STATED EXERCISE |
Using the Christmas biscuit recipe, decide whether each statement agrees with it, answering yes or no and quoting the deciding words: (a) The biscuits bake for 5 minutes in the centre of the oven. (b) The oven is pre-heated to 180°C. (c) The chilled balls go on the tray about 2 cm apart.

As Christmas is on its way (just 39 days to go), I thought I'd share an easy recipe for Christmas Biscuits; a recipe I came across as I was reading one of my favourite books, 'Winter's Children' by Leah Fleming. In the variations below the recipe, I have added some festive changes so that the biscuits can be used as edible Christmas tree decorations.

Nora's Christmas Biscuits
Ingredients:
  • 85 gram icing sugar
  • 85 gram custard powder
  • 227 gram butter or margarine
  • 227 gram plain flour
Method:
  1. Put all the ingredients into a bowl and stir until it is all combined into a creamy mass (feel free to use your own power or the power of an electric whisk)
  2. Shape the mix into small balls (about the size of a walnut)
  3. Freeze the balls until chilled
  4. Grease a baking tray and pre-heat the oven to 190°C
  5. Place the chilled balls onto the baking tray (about 2 cm apart as they will go flatter and spread a little)
  6. Place the baking tray in the centre of the oven and bake the biscuits for 5 minutes
  7. Once baked, leave the biscuits to cool on a wire rack
  8. (Optional) once cooled decorate the biscuits with (coloured) icing and silver balls
That is all there is to it but you can make these biscuits as festive as you like.

(Coloured) Icing is not difficult to make:
Take icing sugar and mix in some lemon juice or water until you have a thickish paste. Add a couple of drops of food colouring and mix. This paste can then be spread onto the biscuits with a knife. If you want to try your hand a piping, make the paste slightly thinner with some added water or lemon juice and place in small (paper) piping bag (see here on how to make one yourself). For the finest piping work, make sure to only have a little hole in your piping bag or the smallest possible piping cone.

Variations:
  • Variation 1'Shaped Biscuits' (rather than round)

(Pointing records for named objects)
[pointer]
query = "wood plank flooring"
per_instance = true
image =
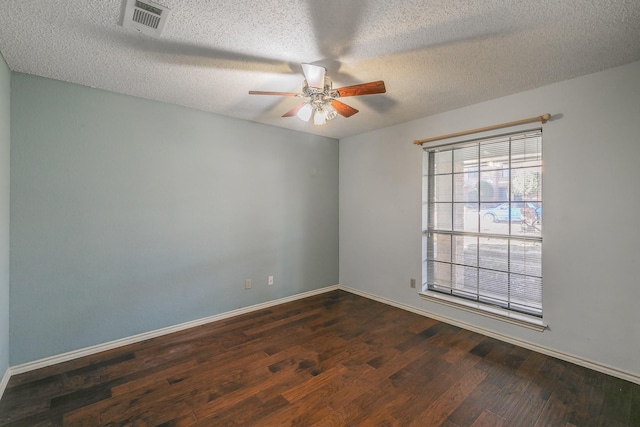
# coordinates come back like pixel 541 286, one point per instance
pixel 335 359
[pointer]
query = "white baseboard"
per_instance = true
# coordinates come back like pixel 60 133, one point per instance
pixel 49 361
pixel 5 380
pixel 526 344
pixel 65 357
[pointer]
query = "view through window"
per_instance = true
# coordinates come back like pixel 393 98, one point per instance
pixel 482 212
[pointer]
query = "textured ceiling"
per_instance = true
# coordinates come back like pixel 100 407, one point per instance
pixel 434 56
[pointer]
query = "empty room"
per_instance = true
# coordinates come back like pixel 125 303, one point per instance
pixel 336 213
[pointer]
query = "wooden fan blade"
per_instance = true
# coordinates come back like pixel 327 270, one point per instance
pixel 363 89
pixel 343 109
pixel 259 92
pixel 293 111
pixel 314 74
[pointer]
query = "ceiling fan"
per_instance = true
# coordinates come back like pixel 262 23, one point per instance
pixel 323 101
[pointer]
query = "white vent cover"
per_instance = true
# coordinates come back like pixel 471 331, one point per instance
pixel 145 16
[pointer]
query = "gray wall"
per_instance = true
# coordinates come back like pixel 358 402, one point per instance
pixel 131 215
pixel 5 135
pixel 591 207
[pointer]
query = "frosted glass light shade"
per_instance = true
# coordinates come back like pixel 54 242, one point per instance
pixel 320 118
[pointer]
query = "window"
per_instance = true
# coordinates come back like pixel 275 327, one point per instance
pixel 482 215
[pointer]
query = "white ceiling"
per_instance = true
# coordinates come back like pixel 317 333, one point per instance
pixel 434 56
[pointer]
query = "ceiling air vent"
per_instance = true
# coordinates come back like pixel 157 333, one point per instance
pixel 145 16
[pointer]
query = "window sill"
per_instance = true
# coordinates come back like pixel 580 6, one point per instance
pixel 493 312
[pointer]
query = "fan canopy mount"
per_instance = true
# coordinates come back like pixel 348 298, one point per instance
pixel 323 102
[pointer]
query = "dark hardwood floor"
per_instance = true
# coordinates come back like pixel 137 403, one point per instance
pixel 335 359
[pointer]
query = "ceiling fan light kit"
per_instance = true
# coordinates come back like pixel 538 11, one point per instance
pixel 323 104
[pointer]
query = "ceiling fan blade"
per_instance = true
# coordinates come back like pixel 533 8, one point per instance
pixel 343 109
pixel 293 111
pixel 314 74
pixel 260 92
pixel 363 89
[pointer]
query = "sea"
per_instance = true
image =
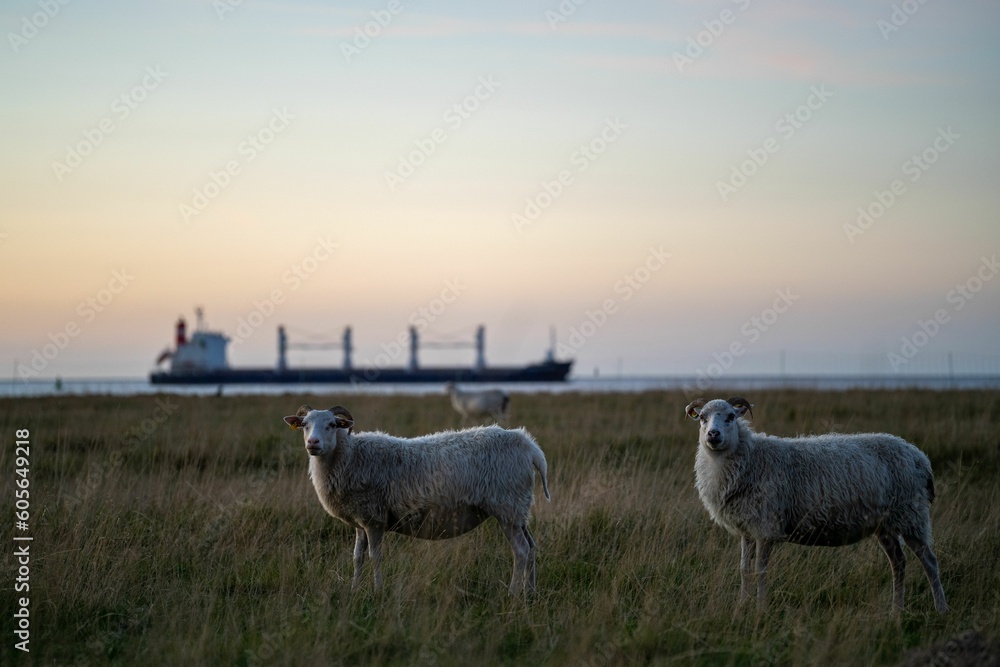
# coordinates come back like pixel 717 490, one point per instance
pixel 690 385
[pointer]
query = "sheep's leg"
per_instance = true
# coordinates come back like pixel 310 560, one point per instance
pixel 375 552
pixel 747 547
pixel 929 561
pixel 532 572
pixel 897 561
pixel 360 550
pixel 523 552
pixel 763 552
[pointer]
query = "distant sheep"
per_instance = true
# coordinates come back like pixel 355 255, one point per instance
pixel 479 403
pixel 827 490
pixel 432 487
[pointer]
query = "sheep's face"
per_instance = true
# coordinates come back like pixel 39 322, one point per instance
pixel 320 427
pixel 719 430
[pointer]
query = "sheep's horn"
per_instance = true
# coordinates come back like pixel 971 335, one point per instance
pixel 739 402
pixel 693 407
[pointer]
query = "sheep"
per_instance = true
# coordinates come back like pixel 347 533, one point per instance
pixel 484 403
pixel 824 490
pixel 432 487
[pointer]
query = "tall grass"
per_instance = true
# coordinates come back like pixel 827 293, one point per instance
pixel 197 539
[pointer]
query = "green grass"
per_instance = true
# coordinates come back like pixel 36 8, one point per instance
pixel 198 539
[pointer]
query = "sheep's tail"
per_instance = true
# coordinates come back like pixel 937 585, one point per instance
pixel 538 460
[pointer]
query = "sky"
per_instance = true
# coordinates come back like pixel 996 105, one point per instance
pixel 677 187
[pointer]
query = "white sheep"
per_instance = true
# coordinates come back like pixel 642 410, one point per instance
pixel 826 490
pixel 432 487
pixel 478 404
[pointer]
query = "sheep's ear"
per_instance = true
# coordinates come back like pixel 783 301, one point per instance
pixel 741 405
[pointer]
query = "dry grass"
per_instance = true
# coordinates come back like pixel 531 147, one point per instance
pixel 201 541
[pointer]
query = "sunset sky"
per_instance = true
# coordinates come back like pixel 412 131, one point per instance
pixel 671 181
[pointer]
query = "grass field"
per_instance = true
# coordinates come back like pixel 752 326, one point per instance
pixel 183 531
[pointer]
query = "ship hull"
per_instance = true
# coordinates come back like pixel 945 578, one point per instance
pixel 549 371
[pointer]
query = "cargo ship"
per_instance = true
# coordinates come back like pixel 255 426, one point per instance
pixel 201 359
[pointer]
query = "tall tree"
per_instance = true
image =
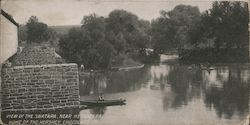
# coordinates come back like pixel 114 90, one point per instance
pixel 171 30
pixel 38 32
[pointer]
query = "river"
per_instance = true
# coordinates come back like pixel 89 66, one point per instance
pixel 169 94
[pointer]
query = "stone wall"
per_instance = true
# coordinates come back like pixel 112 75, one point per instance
pixel 40 87
pixel 34 55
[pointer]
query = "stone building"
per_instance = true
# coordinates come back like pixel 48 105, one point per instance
pixel 8 36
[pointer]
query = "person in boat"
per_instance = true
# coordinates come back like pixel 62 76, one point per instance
pixel 101 98
pixel 82 67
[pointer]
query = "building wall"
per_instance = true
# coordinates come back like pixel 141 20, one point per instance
pixel 8 39
pixel 39 87
pixel 34 55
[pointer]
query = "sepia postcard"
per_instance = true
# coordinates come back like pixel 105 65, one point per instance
pixel 124 62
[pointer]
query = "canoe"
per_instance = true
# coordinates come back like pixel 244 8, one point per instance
pixel 103 103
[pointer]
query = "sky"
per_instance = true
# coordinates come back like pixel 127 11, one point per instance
pixel 71 12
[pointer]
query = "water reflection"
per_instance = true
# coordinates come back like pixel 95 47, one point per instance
pixel 42 117
pixel 232 95
pixel 172 90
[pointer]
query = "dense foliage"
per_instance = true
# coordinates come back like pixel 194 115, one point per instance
pixel 103 42
pixel 36 32
pixel 122 38
pixel 221 30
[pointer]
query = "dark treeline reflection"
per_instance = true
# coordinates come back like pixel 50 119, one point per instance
pixel 224 89
pixel 185 84
pixel 232 95
pixel 113 82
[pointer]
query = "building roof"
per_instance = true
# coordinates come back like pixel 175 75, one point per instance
pixel 9 17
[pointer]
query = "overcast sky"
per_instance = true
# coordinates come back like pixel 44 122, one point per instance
pixel 71 12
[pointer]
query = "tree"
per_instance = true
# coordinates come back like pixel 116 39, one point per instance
pixel 38 32
pixel 88 45
pixel 228 22
pixel 131 32
pixel 171 30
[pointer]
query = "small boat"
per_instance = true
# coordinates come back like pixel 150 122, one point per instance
pixel 104 102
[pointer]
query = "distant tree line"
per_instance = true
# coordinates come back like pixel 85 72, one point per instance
pixel 218 34
pixel 104 42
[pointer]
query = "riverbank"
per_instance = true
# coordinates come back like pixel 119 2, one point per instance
pixel 127 67
pixel 117 68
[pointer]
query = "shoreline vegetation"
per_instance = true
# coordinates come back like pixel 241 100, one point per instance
pixel 122 40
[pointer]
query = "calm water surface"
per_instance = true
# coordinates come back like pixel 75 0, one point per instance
pixel 169 94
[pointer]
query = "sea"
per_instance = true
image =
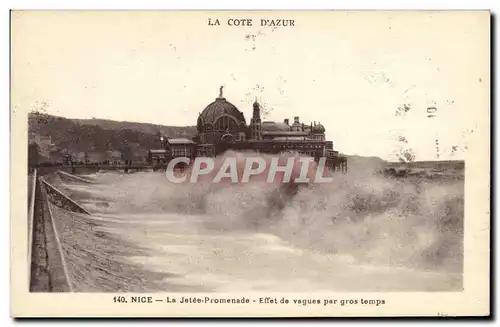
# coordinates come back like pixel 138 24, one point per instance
pixel 362 232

FINISHED TASK |
(a) Yes: "Place the baking tray in the centre of the oven and bake the biscuits for 5 minutes"
(b) No: "pre-heat the oven to 190°C"
(c) Yes: "about 2 cm apart as they will go flatter and spread a little"